## Set problem:
Write out every entry exactly as it appears.

start Records for the task

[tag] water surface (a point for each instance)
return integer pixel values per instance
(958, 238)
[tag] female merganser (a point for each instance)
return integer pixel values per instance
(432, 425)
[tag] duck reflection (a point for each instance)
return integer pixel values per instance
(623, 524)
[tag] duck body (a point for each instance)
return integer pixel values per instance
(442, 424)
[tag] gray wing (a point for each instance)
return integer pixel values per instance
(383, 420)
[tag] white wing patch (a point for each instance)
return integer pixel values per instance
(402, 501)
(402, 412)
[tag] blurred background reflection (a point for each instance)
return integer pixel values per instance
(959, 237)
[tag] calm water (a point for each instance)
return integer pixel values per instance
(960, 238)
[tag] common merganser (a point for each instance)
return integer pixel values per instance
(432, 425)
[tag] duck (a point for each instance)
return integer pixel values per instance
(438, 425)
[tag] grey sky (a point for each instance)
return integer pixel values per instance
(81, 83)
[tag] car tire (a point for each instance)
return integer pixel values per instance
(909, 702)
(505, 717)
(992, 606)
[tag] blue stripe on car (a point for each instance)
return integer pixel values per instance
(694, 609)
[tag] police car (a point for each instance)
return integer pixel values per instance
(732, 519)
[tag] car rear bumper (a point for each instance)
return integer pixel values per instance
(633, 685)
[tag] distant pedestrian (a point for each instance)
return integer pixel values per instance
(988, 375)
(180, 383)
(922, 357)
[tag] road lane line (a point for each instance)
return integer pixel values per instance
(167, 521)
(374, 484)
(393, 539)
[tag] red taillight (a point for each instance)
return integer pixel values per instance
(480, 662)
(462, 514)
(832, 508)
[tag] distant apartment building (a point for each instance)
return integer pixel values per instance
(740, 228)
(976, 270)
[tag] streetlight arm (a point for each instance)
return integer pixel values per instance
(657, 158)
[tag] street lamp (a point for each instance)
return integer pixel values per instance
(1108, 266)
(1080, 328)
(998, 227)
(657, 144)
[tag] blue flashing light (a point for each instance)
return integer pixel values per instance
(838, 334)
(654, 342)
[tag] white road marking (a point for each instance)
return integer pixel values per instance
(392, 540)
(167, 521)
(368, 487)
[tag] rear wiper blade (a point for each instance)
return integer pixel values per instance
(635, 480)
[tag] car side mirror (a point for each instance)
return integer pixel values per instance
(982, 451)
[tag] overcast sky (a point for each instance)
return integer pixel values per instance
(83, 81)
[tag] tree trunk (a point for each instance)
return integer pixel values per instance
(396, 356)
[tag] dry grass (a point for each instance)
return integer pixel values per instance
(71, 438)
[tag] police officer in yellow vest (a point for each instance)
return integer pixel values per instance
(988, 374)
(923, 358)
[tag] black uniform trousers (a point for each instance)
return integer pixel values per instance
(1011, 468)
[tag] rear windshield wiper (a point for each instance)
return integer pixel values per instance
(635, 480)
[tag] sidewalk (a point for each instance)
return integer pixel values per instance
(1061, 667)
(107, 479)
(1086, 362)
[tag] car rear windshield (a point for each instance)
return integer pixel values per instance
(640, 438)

end Records for the task

## Complete output:
[tag] water surface (a point for each instance)
return integer pixel values per instance
(958, 238)
[tag] female merganser (a point for each instance)
return integer pixel values per instance
(432, 425)
[tag] duck reflection (a point for each instance)
return integer pixel values per instance
(623, 524)
[tag] duck body (a point for each instance)
return integer pixel values per instance
(442, 424)
[tag] gray wing (a point for each instance)
return integer pixel values per instance
(383, 420)
[tag] white wing patch (a point for each instance)
return integer pixel values per instance
(402, 501)
(402, 412)
[tag] blurred background reflection (a point for each instance)
return integer pixel values per instance
(959, 237)
[tag] calm water (a point for each instance)
return integer pixel values per instance
(960, 238)
[tag] common merganser (a point for each instance)
return integer pixel values per instance
(432, 425)
[tag] duck (a point for each instance)
return integer pixel values per instance
(438, 425)
[tag] grey sky (a point for each instance)
return integer pixel values per instance
(81, 83)
[tag] car tire (a point for each instance)
return integer pixel values per instance
(909, 702)
(505, 717)
(992, 606)
[tag] blue stripe on car (a point for each instance)
return integer pixel values per instance
(694, 609)
[tag] police car (a point for each instance)
return integer pixel values per instance
(732, 519)
[tag] car rear bumper (a point for each instance)
return integer pixel values per instance
(633, 685)
[tag] distant pedestrian (a point for each instance)
return integer pixel values per instance
(988, 375)
(180, 383)
(922, 357)
[tag] road lane line (a point for each instance)
return integer pixel values per instance
(167, 521)
(374, 484)
(393, 539)
[tag] red taillight (a point for each instance)
return integer pixel values per instance
(480, 662)
(462, 514)
(832, 508)
[tag] distant apartment building (a point for each instance)
return integer pixel values per instance
(740, 228)
(976, 270)
[tag] streetlight arm (a point for each instance)
return integer pixel values per instance
(657, 158)
[tag] street lamp (a point for each instance)
return integer pixel values per instance
(1108, 266)
(1080, 328)
(998, 227)
(657, 144)
[tag] blue flashing light (a point for each instance)
return integer pixel values per instance
(838, 334)
(654, 342)
[tag] white road marking (a point for each instance)
return integer pixel values per instance
(392, 540)
(167, 521)
(368, 487)
[tag] rear wiper blade (a point for each instance)
return integer pixel values per instance
(635, 480)
[tag] car side mirror (a point for each instance)
return integer pixel values per instance
(982, 451)
[tag] overcast sky (a point for each instance)
return integer pixel values per instance
(83, 81)
[tag] tree trunk (a point for each instance)
return integer pixel values per instance
(396, 356)
[tag] dry grass (a point for each instance)
return integer pixel values per instance
(71, 438)
[tag] police officer in yellow vest (a point for each instance)
return integer pixel values per instance
(988, 374)
(923, 358)
[tag] black uniform trousers (a point for each instance)
return integer pixel values per instance
(1011, 468)
[tag] rear windshield wiper (a point for each instance)
return integer pixel values per instance
(635, 480)
[tag] sidewalk (a point for each instance)
return integer pixel values per instance
(1061, 667)
(107, 479)
(1086, 362)
[tag] car rear windshield (a point for each instance)
return integer pixel values per instance
(640, 438)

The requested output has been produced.